--- TEXT SEGMENT ---
Erastothenes
Stewart Gordon
smjg_1998 at yahoo.com
Thu Jun 14 14:58:44 PDT 2007
"davidb" <ta-nospam-zz at gmx.at> wrote in message
news:f4rvk2$1u7k$1 at digitalmars.com...
> Dave Colling wrote:
>> Has anyone confirmed that the example showing how to find primes
>> by the sieve of Erastothenes actuall works?
>> It certainly counts something, but they are not primes!
>
> You're right, definitely not (includes 0, 1, 4, 8, 10, 14, 20, 22, 25,
> ...)
> It still features printf instead of writef and is in my opinion
> rather confusing for someone starting to learn by example.
> So here's a cleaned up version, placed in the public domain (hint)
It does work. You appear to have not seen the line
prime = i + i + 3;
I added this line
writefln("i = %d; prime = %d", i, prime);
at the end of the if block to see what's happening.
---
### PROBLEM 1
Retype the portion of the message on the prime sieve starting at "It does work." and ending at "see what's happening.".
The message above and the rows that come after it are unrelated material.
--- PROVIDED MATERIAL ---
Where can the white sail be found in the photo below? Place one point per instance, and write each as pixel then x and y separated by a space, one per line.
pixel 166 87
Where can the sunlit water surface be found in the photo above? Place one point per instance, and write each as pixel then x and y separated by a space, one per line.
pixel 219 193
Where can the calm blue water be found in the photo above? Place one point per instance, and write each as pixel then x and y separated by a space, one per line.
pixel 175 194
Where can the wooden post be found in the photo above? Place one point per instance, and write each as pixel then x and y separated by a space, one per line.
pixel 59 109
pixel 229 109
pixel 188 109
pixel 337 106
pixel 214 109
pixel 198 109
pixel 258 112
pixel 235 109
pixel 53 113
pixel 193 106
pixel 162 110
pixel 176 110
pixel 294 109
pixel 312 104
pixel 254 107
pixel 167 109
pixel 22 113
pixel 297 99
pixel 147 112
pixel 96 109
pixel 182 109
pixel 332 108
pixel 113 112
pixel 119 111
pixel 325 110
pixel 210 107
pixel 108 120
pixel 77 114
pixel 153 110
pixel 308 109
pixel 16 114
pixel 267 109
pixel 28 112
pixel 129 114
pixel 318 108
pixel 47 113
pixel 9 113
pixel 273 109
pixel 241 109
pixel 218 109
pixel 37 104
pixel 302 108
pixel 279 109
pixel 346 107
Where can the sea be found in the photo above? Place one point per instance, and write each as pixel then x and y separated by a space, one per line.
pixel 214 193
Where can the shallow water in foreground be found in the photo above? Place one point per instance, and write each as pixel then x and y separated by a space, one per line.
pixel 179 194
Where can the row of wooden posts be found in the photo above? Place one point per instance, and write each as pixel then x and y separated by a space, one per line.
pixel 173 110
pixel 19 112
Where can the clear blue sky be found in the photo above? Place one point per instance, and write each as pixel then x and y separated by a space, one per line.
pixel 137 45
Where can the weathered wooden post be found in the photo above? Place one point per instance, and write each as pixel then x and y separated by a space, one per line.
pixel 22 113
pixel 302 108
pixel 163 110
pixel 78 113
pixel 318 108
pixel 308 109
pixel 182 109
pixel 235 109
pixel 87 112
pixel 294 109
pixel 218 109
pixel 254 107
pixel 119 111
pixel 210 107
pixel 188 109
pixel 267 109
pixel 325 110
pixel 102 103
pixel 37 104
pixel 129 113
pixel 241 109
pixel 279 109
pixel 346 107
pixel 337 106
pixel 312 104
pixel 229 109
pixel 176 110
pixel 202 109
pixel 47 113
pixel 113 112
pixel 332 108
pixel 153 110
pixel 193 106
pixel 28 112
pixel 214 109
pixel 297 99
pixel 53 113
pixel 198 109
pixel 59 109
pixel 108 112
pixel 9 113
---
--- PROVIDED MATERIAL ---
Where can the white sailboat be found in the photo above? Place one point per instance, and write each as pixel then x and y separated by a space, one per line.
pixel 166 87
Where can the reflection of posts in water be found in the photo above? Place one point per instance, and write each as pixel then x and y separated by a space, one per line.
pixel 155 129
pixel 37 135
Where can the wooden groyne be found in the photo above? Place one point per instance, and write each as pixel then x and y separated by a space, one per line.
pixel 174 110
---
### PROBLEM 2
Reproduce, word for word, the rows starting at the line that contains "Where can the white sail be" and ending at the line that contains "pixel 219 193", including both of those lines.

### FULL OUTPUT 1
It does work. You appear to have not seen the line
prime = i + i + 3;
I added this line
writefln("i = %d; prime = %d", i, prime);
at the end of the if block to see what's happening.

### FULL OUTPUT 2
Where can the white sail be found in the photo below? Place one point per instance, and write each as pixel then x and y separated by a space, one per line.
pixel 166 87
Where can the sunlit water surface be found in the photo above? Place one point per instance, and write each as pixel then x and y separated by a space, one per line.
pixel 219 193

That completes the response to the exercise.